● **Given request A**: From the NetBSD project suggestion below, reproduce the stretch from "Google Summer of" through "to the application.".
● **Given request B**:
Using the NetBSD project suggestion below, answer each question briefly:
(i) Which in-kernel application of the opencrypto(9) framework is named?
(ii) Which userland application is mentioned, and with which engine?
(iii) What happens to the result once an operation is complete?
● **Given request C**:
Decide whether each statement agrees with the NetBSD project suggestion below, answering yes or no and quoting the words that settle it:
(i) Crypto drivers can only be realized in hardware.
(ii) The framework offloads an operation to a crypto device that is currently not busy.
(iii) The AMD Geode LX's AES block is given as something hardware drivers can instruct.

● **Source**:
########

Google Summer of Code 2010 NetBSD swcryptX Project Suggestion

Overview of operation

The opencrypto(9) framework exists to coordinate hardware acceleration in NetBSD. Applications of the framework can be inside the kernel like the FAST_IPSEC IPsec implementation, or in userland like OpenSSL with the "cryptodev" engine. Crypto drivers can be realized in software or in hardware. Hardware drivers can be used to instruct e.g. the AMD Geode LX's AES block or a HIFN chip to perform cryptographic operations. Upon system startup, the crypto drivers at the opencrypto(9) framework, telling what operations they can perform. When an operation is required later, the framework will look which crypto device is currently not busy, and offload the operation to that device. Upon completion, the result is fed back to the application.

The following image illustrates the components and their interaction.

########

● **Given records**:

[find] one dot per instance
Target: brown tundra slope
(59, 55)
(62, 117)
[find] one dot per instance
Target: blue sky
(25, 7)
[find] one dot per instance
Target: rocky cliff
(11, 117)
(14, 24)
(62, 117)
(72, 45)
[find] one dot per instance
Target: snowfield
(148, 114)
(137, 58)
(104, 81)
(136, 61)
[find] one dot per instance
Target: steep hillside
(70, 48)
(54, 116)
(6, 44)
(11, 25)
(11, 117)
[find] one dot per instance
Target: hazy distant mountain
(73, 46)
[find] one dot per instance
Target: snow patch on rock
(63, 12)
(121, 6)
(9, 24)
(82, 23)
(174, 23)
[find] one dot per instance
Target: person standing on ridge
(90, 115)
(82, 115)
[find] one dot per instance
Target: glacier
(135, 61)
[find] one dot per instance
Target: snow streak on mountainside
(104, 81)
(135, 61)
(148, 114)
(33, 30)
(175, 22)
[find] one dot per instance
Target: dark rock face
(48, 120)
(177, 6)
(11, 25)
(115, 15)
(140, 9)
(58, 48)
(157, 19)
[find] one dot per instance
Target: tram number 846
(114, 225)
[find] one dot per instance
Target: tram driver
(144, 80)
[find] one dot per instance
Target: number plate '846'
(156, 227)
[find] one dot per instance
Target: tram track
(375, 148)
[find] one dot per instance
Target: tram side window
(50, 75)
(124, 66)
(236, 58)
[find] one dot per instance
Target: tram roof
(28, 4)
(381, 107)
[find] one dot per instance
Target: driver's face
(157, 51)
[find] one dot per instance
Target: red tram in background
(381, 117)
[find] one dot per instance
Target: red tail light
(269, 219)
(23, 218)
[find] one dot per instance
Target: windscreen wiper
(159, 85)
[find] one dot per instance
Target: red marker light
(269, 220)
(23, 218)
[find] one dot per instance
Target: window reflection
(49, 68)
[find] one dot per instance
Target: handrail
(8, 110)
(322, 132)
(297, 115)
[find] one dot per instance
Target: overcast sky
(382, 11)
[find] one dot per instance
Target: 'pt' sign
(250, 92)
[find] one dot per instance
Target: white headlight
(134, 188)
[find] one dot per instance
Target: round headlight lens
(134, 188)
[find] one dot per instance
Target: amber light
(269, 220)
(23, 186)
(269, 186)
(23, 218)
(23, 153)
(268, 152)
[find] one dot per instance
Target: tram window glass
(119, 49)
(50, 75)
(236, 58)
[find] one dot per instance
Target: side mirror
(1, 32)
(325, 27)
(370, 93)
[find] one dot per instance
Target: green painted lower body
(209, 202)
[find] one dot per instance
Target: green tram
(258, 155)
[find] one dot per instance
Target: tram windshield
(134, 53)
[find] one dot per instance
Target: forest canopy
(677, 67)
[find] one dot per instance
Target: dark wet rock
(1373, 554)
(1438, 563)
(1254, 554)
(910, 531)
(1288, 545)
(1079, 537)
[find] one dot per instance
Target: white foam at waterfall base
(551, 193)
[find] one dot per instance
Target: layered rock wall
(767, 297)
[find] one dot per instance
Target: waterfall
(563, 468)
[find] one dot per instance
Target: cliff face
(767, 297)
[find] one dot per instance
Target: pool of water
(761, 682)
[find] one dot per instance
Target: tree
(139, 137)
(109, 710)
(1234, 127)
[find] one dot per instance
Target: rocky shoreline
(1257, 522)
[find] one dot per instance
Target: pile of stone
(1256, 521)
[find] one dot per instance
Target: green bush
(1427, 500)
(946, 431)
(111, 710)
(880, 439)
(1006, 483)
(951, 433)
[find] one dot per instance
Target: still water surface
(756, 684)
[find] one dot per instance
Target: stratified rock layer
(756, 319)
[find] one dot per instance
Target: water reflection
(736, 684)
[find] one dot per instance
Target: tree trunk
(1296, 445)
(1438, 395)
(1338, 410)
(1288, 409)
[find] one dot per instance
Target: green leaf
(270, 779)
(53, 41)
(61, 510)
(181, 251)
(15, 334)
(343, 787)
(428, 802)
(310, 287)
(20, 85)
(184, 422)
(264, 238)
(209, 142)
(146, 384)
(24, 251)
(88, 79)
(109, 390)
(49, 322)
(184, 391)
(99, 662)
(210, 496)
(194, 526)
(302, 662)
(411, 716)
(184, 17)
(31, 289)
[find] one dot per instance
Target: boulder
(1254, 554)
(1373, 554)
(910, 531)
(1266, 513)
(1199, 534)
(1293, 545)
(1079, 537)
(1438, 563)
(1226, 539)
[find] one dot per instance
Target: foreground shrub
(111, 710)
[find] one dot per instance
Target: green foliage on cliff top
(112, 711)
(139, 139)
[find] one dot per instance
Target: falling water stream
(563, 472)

########

● **Full output A**:
Google Summer of Code 2010 NetBSD swcryptX Project Suggestion

Overview of operation

The opencrypto(9) framework exists to coordinate hardware acceleration in NetBSD. Applications of the framework can be inside the kernel like the FAST_IPSEC IPsec implementation, or in userland like OpenSSL with the "cryptodev" engine. Crypto drivers can be realized in software or in hardware. Hardware drivers can be used to instruct e.g. the AMD Geode LX's AES block or a HIFN chip to perform cryptographic operations. Upon system startup, the crypto drivers at the opencrypto(9) framework, telling what operations they can perform. When an operation is required later, the framework will look which crypto device is currently not busy, and offload the operation to that device. Upon completion, the result is fed back to the application.

● **Full output B**:
(i) The FAST_IPSEC IPsec implementation.
(ii) OpenSSL, with the "cryptodev" engine.
(iii) It is fed back to the application.

● **Full output C**:
(i) No: "Crypto drivers can be realized in software or in hardware."
(ii) Yes: "the framework will look which crypto device is currently not busy, and offload the operation to that device."
(iii) Yes: "Hardware drivers can be used to instruct e.g. the AMD Geode LX's AES block or a HIFN chip to perform cryptographic operations."